*** Materials provided Section Begins ***

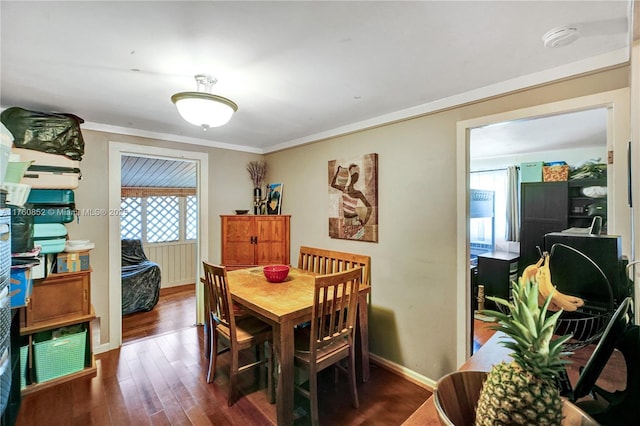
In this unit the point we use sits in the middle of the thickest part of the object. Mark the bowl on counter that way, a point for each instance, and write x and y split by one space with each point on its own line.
276 273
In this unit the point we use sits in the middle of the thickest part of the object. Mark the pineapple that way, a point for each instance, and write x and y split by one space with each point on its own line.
525 391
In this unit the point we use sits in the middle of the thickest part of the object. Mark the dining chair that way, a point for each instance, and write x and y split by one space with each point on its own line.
329 339
324 261
237 333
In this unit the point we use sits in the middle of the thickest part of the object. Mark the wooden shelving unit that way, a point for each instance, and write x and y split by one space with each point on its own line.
73 290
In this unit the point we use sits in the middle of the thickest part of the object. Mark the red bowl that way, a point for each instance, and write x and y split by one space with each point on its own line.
276 273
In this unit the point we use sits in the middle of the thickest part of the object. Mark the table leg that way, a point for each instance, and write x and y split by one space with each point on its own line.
284 346
363 320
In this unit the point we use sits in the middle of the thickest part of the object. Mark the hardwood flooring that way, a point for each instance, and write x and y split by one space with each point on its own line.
159 378
175 310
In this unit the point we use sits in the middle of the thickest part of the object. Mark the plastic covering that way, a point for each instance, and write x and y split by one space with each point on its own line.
55 133
140 279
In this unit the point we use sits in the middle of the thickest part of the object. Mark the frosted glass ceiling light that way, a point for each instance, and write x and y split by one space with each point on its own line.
202 108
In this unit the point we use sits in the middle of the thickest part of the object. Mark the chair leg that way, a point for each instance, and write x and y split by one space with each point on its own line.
313 397
270 370
352 378
233 377
213 353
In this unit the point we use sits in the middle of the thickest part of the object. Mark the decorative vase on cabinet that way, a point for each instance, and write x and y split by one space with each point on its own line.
255 240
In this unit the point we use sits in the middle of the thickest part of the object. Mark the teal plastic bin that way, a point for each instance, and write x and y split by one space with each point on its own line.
531 172
59 357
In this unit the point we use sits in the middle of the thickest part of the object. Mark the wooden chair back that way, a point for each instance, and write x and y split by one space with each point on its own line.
218 297
324 261
334 309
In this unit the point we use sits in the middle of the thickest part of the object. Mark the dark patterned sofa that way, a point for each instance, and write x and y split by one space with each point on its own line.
140 279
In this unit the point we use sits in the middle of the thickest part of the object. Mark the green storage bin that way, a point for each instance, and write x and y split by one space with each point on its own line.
24 353
531 172
55 358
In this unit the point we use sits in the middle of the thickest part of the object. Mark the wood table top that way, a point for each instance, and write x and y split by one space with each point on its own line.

*** Materials provided Section Ends ***

Leaving out the pictures, print every record exactly as written.

In this unit the point we use sits in the middle of the thickest part of the object. Mark the bowl on counter that way, a point for each instance, and write x and y split by one space with each point on its own line.
276 273
In this unit the point we use sits in the middle of the thickest part of the object. Mark the pineapple that way, a point for each instance, and write x and y split by one space with each point on its own line.
525 391
In this unit the point we use sits in the middle of the thickest part of the object. Mark the dining chair that way, a point for each instance, and write x and y split by one space with each point on its own line.
329 339
324 261
237 333
In this unit the point we use sits in the middle of the thickest part of the object. Mark the wooden shelving unit that way, a point for each instance, and write x and y split by one space with each point on its own line.
73 290
In this unit the point we use sits in the middle of the thickest part of the object. Mark the red bowl that way, a point for each instance, and write x and y split by one space with each point on its own line.
276 273
In this unit the point we use sits in the middle of the thickest part of the object. Mark the table leg that way, a point for each instance, and write x and y split by one space with each point on its own line.
284 346
363 320
In this unit the point we use sits in the middle of the thickest part of the object. Mark the hardwood flooring that way, a point for each instance, and write x and y split by one space with each point on its own line.
159 378
175 310
In this unit the point we use sits in the middle of the thickest part of the object. Mark the plastic covering that way, a point for each instance, and write x and y split by one space with each point on its own line.
55 133
140 279
In this unit the point we use sits in the middle of the thickest part of the object. Mark the frosted glass ceiling light that way, a point for each instance, and write x and y split by one space with each point on its own line.
202 108
In this unit the point we use sits in the middle of the thickest part of the object. Mark the chair leg that way, a point for each instance, and write x and y split by one space with each point on its own line.
313 397
270 370
352 378
233 377
213 353
In this unit the point we use sits in the middle of the thickest part of the object. Mark the decorative vase on cabinet that way, a point for each instance, and write x and y split by one space with each point on its own line.
255 240
In this unit the point we use sits in the middle of the thickest part of the object. Mark the teal plastic bin that way, a point for each instance, and write x and y split by one space with each point on its own line.
531 172
59 357
In this unit the point we use sits in the middle of the thickest part of the object. Mark the wooden chair back that way, a point for each instance, and write x and y split by one space with each point on its own line.
218 297
324 261
334 309
In this unit the point we use sits in the middle of the thickest part of the object. Mark the dark patterned sofa that way, a point for each instance, and write x and y split by one space with each point on its own line.
140 279
In this unit the point we use sits in the middle of the thickest part of the object. Mark the green storage bin that way, a point for each instance, and write x and y split by one space with each point on its own line.
24 353
531 172
55 358
In this unit the point we use sits in the middle of the thickest part of the object. Mark the wood table top that way, a point for each instance, and write x and y split by one space with each point on its own line.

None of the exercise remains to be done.